--- Verilen metin ---

◆ ◆ ◆

Av. Nusret Senem: Barolarımızı ABD'nin fitnelerine alet edemezsiniz

72 Baronun imzasıyla yayınlanan “Çin Hükümetinin Uygur Türklerine Yaptığı Zulmü Şiddetle Kınıyoruz” başlıklı bildirisine yanıt

Tarih:

15 Mayıs 2021 tarihinde 72 Baronun imzasıyla yayınlanan “Çin Hükümetinin Uygur Türklerine Yaptığı Zulmü Şiddetle Kınıyoruz” başlıklı bildirisine Vatan Partisi’nden yanıt geldi.

 

Vatan Partisi adına açıklama yapan Vatan Partisi Genel Başkan Yardımcısı Av. Nusret Senem, “Bildiri, Türkiye’yi yalnızlaştırmak, Çin ve Asya ülkeleriyle arasını açmak adına Atlantik cephesinin hazırladığı bir fitne bombasıdır. “Uygur zulmü” Ermeni Soykırımı yalanının parçasıdır.” ifadelerini kullandı.

 

Senem, avukatlara çağrıda bulunarak, “TBMM’de CHP, İYİ Parti ve HDP işbirliği ile Çin Halk Cumhuriyetini kınama kararı alamayanlar, Çin’i kınama çabaları TBMM’de reddedilen Biden tayfası şimdi de etkili oldukları İl Barolarını Türkiye-Çin işbirliğini bozma provokasyonuna alet etmişlerdir. Bu yıl ve önümüzdeki yıl Baroların seçim dönemidir.  Türkiye düşmanlarına yarayan açıklamalarıyla, Türkiye ve Çin dostluğunu ve iş birliğini sabote etme girişimleriyle, gerçek kimliklerini de ortaya koyanları Barolarımızın başında görmek istemiyoruz.” dedi.

◆ ◆ ◆

--- Aşağıdakileri tamamlayın ---
a: Vatan Partisi'nin yanıt metnine göre şu soruları cevaplayın:
(i) 72 Baronun imzasıyla yayınlanan bildiri hangi tarihte yayınlandı?
(ii) Vatan Partisi adına açıklama yapan Nusret Senem'in partideki görevi nedir?
(iii) Senem'e göre bu yıl ve önümüzdeki yıl baroların hangi dönemidir?
b: Vatan Partisi'nin yanıt metninde "15 Mayıs 2021" kısmından "Partisi’nden yanıt geldi." kısmına kadar ne varsa hiç değiştirmeden geri verin.

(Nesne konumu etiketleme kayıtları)
◆ ◆ ◆

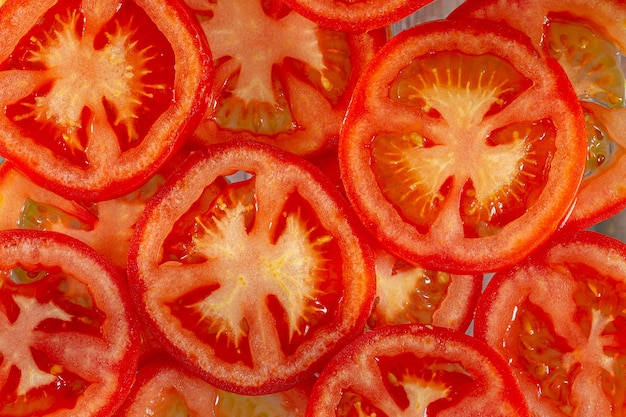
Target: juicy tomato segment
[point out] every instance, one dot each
(356, 16)
(257, 273)
(254, 97)
(305, 295)
(601, 148)
(61, 353)
(136, 73)
(415, 370)
(458, 87)
(408, 293)
(590, 61)
(74, 311)
(284, 80)
(105, 225)
(589, 43)
(566, 348)
(447, 143)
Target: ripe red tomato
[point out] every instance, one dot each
(356, 16)
(253, 285)
(559, 320)
(98, 95)
(416, 370)
(164, 388)
(280, 78)
(106, 226)
(462, 149)
(68, 337)
(408, 293)
(588, 39)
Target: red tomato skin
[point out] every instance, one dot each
(601, 195)
(137, 165)
(19, 241)
(335, 377)
(604, 255)
(318, 120)
(242, 151)
(464, 255)
(356, 16)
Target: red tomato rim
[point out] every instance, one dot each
(168, 204)
(193, 77)
(452, 252)
(427, 341)
(51, 249)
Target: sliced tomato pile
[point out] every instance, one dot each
(69, 342)
(559, 320)
(415, 370)
(98, 95)
(286, 81)
(164, 388)
(589, 41)
(312, 208)
(409, 293)
(255, 283)
(356, 16)
(462, 152)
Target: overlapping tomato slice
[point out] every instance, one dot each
(106, 226)
(462, 148)
(559, 320)
(356, 16)
(281, 79)
(408, 293)
(589, 41)
(96, 96)
(419, 371)
(69, 342)
(256, 283)
(164, 388)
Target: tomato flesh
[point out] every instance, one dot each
(415, 370)
(135, 76)
(61, 353)
(448, 158)
(254, 273)
(282, 80)
(591, 62)
(589, 42)
(567, 347)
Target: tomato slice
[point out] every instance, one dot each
(416, 370)
(97, 97)
(559, 319)
(106, 226)
(69, 341)
(356, 16)
(409, 293)
(589, 41)
(257, 283)
(462, 149)
(164, 388)
(281, 80)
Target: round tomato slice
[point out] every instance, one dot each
(253, 285)
(106, 226)
(414, 370)
(462, 149)
(280, 78)
(589, 41)
(356, 16)
(68, 339)
(408, 293)
(559, 319)
(98, 95)
(164, 388)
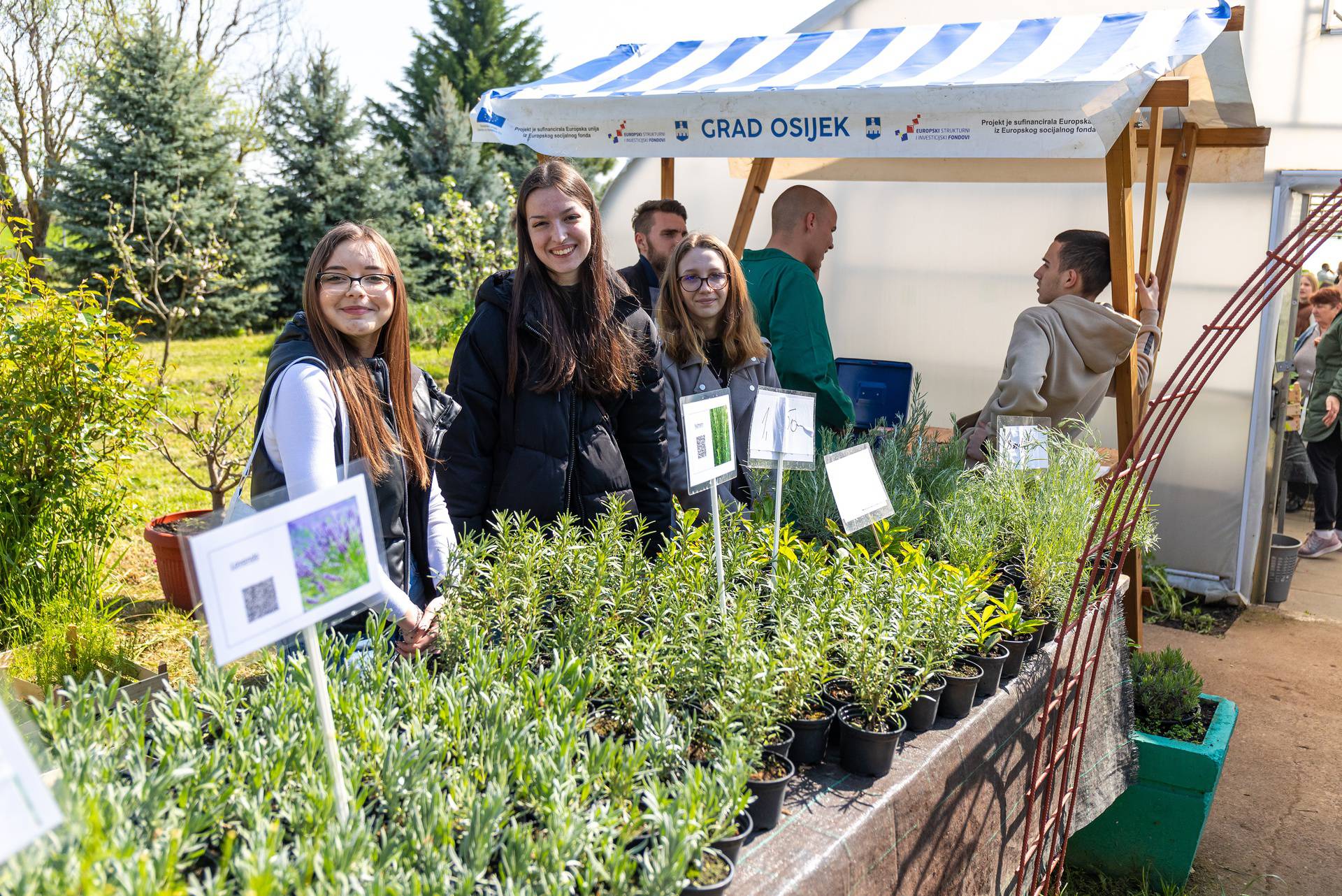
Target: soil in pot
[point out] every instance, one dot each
(1015, 656)
(730, 846)
(767, 786)
(811, 734)
(923, 713)
(867, 746)
(783, 741)
(714, 874)
(961, 686)
(992, 667)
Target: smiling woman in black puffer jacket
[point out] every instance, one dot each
(557, 379)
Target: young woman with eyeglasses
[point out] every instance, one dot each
(710, 341)
(557, 379)
(341, 369)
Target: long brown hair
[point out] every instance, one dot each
(681, 338)
(593, 353)
(370, 438)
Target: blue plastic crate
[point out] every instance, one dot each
(879, 389)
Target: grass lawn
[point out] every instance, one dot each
(194, 369)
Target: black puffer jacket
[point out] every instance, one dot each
(402, 505)
(547, 454)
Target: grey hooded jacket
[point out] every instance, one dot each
(694, 377)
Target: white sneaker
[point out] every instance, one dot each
(1321, 542)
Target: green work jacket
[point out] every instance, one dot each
(1327, 382)
(792, 315)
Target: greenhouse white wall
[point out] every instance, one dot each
(935, 274)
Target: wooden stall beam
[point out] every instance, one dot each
(1213, 137)
(1176, 196)
(1167, 92)
(756, 182)
(1118, 180)
(1153, 153)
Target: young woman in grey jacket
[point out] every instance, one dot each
(709, 341)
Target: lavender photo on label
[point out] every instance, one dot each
(329, 553)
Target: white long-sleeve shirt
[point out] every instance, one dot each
(298, 436)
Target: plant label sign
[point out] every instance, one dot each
(268, 576)
(710, 449)
(1023, 442)
(783, 428)
(859, 494)
(30, 811)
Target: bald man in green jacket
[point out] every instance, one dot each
(788, 305)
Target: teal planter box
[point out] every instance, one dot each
(1157, 823)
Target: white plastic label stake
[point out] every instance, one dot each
(783, 428)
(859, 494)
(29, 808)
(710, 448)
(1023, 442)
(321, 690)
(265, 577)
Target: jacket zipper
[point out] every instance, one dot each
(573, 452)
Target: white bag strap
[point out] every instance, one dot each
(235, 503)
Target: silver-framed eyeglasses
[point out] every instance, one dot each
(693, 282)
(341, 282)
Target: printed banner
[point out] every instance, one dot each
(268, 576)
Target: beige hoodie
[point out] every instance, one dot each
(1060, 363)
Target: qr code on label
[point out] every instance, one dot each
(261, 600)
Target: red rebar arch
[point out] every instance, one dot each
(1055, 767)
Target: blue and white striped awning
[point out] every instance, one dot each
(1058, 87)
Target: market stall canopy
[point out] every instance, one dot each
(1059, 87)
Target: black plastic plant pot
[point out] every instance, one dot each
(837, 703)
(730, 846)
(1035, 639)
(862, 751)
(923, 713)
(713, 890)
(958, 697)
(1015, 656)
(765, 807)
(811, 737)
(783, 745)
(992, 667)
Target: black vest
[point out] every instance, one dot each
(402, 505)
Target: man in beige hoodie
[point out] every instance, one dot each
(1063, 352)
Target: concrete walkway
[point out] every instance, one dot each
(1278, 809)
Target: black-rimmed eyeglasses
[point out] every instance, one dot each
(691, 282)
(370, 282)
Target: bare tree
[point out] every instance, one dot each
(46, 49)
(167, 274)
(212, 442)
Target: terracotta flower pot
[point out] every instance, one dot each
(172, 570)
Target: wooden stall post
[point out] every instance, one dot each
(756, 182)
(1176, 196)
(668, 179)
(1118, 179)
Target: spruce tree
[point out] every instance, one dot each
(328, 173)
(156, 152)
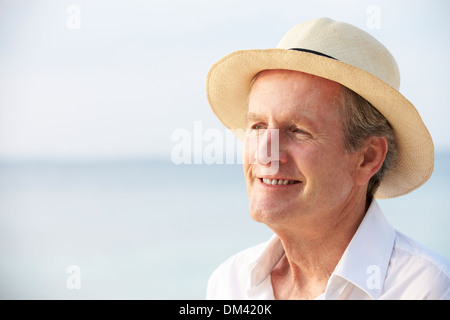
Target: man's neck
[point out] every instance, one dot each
(311, 257)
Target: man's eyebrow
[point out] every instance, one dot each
(298, 119)
(251, 116)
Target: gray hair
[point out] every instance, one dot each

◆ ◆ ◆

--- Çözüm listesi ---
a:
(i) 15 Mayıs 2021
(ii) Genel Başkan Yardımcısı
(iii) Seçim dönemi

b:
15 Mayıs 2021 tarihinde 72 Baronun imzasıyla yayınlanan “Çin Hükümetinin Uygur Türklerine Yaptığı Zulmü Şiddetle Kınıyoruz” başlıklı bildirisine Vatan Partisi’nden yanıt geldi.